* Bloc de texte

Engagé et convaincu, Xavier Joly, directeur de la société Frey Méthanergy qui produit de l’électricité à partir du biogaz (méthane) de décharges publiques, constate, au vu des reculs actuels, que « les décideurs n’ont pas encore accepté de changer de modèle ». « L’environnement n’est pas rentré dans leurs gènes. Mais ça ne peut pas être un sujet parmi d’autres: on y reviendra forcément. Malheureusement on risque de devoir attendre… »

En vieux sage, l’astrophysicien Hubert Reeves, également président de la Ligue Roc, préfère relativiser: « l’absence de résultats tangibles à Copenhague et les dernières élections en France ont certainement ralenti l’élan. Mais qu’il y ait des péripéties, c’est normal: on ne pouvait s’attendre à ce que tout se transforme comme par miracle, du jour au lendemain ».

75 pays s’engagent à réduire l’effet de serre d’ici 2020

Autre note positive ,la déclaration de soixante-quinze pays qui ont pris des engagements pour réduire ou limiter leurs émissions de gaz à effet de serre d’ici 2020, mais ces promesses, dans le cadre de l’accord de Copenhague, restent insuffisantes pour limiter la hausse du thermomètre mondial à deux degrés.

* Consigne
Relevez tous les noms propres distincts de l'extrait sur les engagements climatiques. Le matériel ci-dessous n'a aucun lien avec l'extrait sur les engagements climatiques.

* Données extraites
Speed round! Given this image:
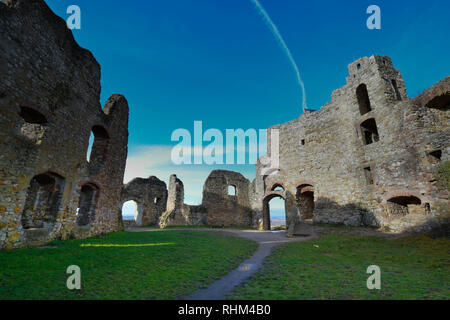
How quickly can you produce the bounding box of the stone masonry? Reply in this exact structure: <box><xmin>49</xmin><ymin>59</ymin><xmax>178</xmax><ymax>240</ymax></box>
<box><xmin>0</xmin><ymin>0</ymin><xmax>128</xmax><ymax>248</ymax></box>
<box><xmin>253</xmin><ymin>56</ymin><xmax>450</xmax><ymax>234</ymax></box>
<box><xmin>120</xmin><ymin>176</ymin><xmax>167</xmax><ymax>225</ymax></box>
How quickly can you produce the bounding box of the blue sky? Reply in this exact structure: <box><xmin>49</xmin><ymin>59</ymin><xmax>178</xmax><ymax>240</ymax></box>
<box><xmin>46</xmin><ymin>0</ymin><xmax>450</xmax><ymax>218</ymax></box>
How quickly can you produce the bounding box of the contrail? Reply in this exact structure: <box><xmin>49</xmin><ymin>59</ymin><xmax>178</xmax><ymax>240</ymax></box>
<box><xmin>250</xmin><ymin>0</ymin><xmax>307</xmax><ymax>112</ymax></box>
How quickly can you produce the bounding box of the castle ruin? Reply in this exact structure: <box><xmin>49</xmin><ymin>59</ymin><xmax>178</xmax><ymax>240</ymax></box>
<box><xmin>0</xmin><ymin>0</ymin><xmax>450</xmax><ymax>249</ymax></box>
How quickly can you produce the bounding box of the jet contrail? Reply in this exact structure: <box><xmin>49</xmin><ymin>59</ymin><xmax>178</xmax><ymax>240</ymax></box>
<box><xmin>250</xmin><ymin>0</ymin><xmax>307</xmax><ymax>112</ymax></box>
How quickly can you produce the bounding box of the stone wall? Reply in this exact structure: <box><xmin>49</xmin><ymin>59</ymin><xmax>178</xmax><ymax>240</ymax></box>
<box><xmin>0</xmin><ymin>0</ymin><xmax>128</xmax><ymax>248</ymax></box>
<box><xmin>122</xmin><ymin>176</ymin><xmax>167</xmax><ymax>226</ymax></box>
<box><xmin>202</xmin><ymin>170</ymin><xmax>253</xmax><ymax>226</ymax></box>
<box><xmin>255</xmin><ymin>56</ymin><xmax>450</xmax><ymax>231</ymax></box>
<box><xmin>159</xmin><ymin>174</ymin><xmax>207</xmax><ymax>228</ymax></box>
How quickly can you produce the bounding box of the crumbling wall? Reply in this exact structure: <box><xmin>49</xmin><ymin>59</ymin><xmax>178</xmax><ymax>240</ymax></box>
<box><xmin>0</xmin><ymin>0</ymin><xmax>128</xmax><ymax>248</ymax></box>
<box><xmin>255</xmin><ymin>56</ymin><xmax>450</xmax><ymax>231</ymax></box>
<box><xmin>202</xmin><ymin>170</ymin><xmax>253</xmax><ymax>226</ymax></box>
<box><xmin>159</xmin><ymin>174</ymin><xmax>207</xmax><ymax>228</ymax></box>
<box><xmin>122</xmin><ymin>176</ymin><xmax>167</xmax><ymax>226</ymax></box>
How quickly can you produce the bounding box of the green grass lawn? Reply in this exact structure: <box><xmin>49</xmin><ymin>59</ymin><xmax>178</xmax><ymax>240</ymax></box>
<box><xmin>229</xmin><ymin>234</ymin><xmax>450</xmax><ymax>300</ymax></box>
<box><xmin>0</xmin><ymin>230</ymin><xmax>257</xmax><ymax>299</ymax></box>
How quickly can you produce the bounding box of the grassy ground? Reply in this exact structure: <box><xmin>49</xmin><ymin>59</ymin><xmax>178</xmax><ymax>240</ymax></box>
<box><xmin>0</xmin><ymin>230</ymin><xmax>257</xmax><ymax>299</ymax></box>
<box><xmin>229</xmin><ymin>234</ymin><xmax>450</xmax><ymax>299</ymax></box>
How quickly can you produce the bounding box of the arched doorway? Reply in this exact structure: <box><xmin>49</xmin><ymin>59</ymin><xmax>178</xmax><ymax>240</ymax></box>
<box><xmin>77</xmin><ymin>183</ymin><xmax>99</xmax><ymax>226</ymax></box>
<box><xmin>296</xmin><ymin>184</ymin><xmax>315</xmax><ymax>221</ymax></box>
<box><xmin>263</xmin><ymin>193</ymin><xmax>286</xmax><ymax>230</ymax></box>
<box><xmin>21</xmin><ymin>172</ymin><xmax>65</xmax><ymax>229</ymax></box>
<box><xmin>122</xmin><ymin>200</ymin><xmax>139</xmax><ymax>223</ymax></box>
<box><xmin>387</xmin><ymin>195</ymin><xmax>425</xmax><ymax>218</ymax></box>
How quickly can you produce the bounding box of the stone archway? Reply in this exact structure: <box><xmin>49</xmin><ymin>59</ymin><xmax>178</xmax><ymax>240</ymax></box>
<box><xmin>262</xmin><ymin>192</ymin><xmax>287</xmax><ymax>231</ymax></box>
<box><xmin>296</xmin><ymin>184</ymin><xmax>315</xmax><ymax>221</ymax></box>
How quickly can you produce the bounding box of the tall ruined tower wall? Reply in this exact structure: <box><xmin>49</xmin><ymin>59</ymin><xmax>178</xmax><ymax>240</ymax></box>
<box><xmin>0</xmin><ymin>0</ymin><xmax>128</xmax><ymax>248</ymax></box>
<box><xmin>252</xmin><ymin>56</ymin><xmax>450</xmax><ymax>229</ymax></box>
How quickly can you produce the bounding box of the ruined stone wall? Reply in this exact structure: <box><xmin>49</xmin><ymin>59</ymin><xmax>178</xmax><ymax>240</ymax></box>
<box><xmin>122</xmin><ymin>176</ymin><xmax>167</xmax><ymax>226</ymax></box>
<box><xmin>252</xmin><ymin>56</ymin><xmax>450</xmax><ymax>231</ymax></box>
<box><xmin>0</xmin><ymin>0</ymin><xmax>128</xmax><ymax>248</ymax></box>
<box><xmin>202</xmin><ymin>170</ymin><xmax>253</xmax><ymax>226</ymax></box>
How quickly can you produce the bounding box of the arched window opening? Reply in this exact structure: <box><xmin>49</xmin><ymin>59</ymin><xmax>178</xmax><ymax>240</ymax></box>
<box><xmin>391</xmin><ymin>79</ymin><xmax>402</xmax><ymax>101</ymax></box>
<box><xmin>122</xmin><ymin>200</ymin><xmax>138</xmax><ymax>221</ymax></box>
<box><xmin>356</xmin><ymin>83</ymin><xmax>372</xmax><ymax>115</ymax></box>
<box><xmin>87</xmin><ymin>126</ymin><xmax>109</xmax><ymax>165</ymax></box>
<box><xmin>387</xmin><ymin>196</ymin><xmax>424</xmax><ymax>218</ymax></box>
<box><xmin>19</xmin><ymin>107</ymin><xmax>48</xmax><ymax>144</ymax></box>
<box><xmin>77</xmin><ymin>184</ymin><xmax>99</xmax><ymax>226</ymax></box>
<box><xmin>361</xmin><ymin>118</ymin><xmax>380</xmax><ymax>145</ymax></box>
<box><xmin>272</xmin><ymin>183</ymin><xmax>284</xmax><ymax>191</ymax></box>
<box><xmin>364</xmin><ymin>167</ymin><xmax>373</xmax><ymax>185</ymax></box>
<box><xmin>428</xmin><ymin>150</ymin><xmax>442</xmax><ymax>164</ymax></box>
<box><xmin>22</xmin><ymin>172</ymin><xmax>65</xmax><ymax>229</ymax></box>
<box><xmin>228</xmin><ymin>185</ymin><xmax>237</xmax><ymax>196</ymax></box>
<box><xmin>296</xmin><ymin>184</ymin><xmax>315</xmax><ymax>220</ymax></box>
<box><xmin>263</xmin><ymin>195</ymin><xmax>286</xmax><ymax>230</ymax></box>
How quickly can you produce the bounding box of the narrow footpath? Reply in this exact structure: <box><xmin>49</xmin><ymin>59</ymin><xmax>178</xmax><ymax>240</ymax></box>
<box><xmin>127</xmin><ymin>228</ymin><xmax>317</xmax><ymax>300</ymax></box>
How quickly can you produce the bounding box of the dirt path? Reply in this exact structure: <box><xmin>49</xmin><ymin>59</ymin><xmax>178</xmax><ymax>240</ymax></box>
<box><xmin>127</xmin><ymin>228</ymin><xmax>317</xmax><ymax>300</ymax></box>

* Réponse
Xavier Joly, Frey Méthanergy, Hubert Reeves, Ligue Roc, Copenhague, France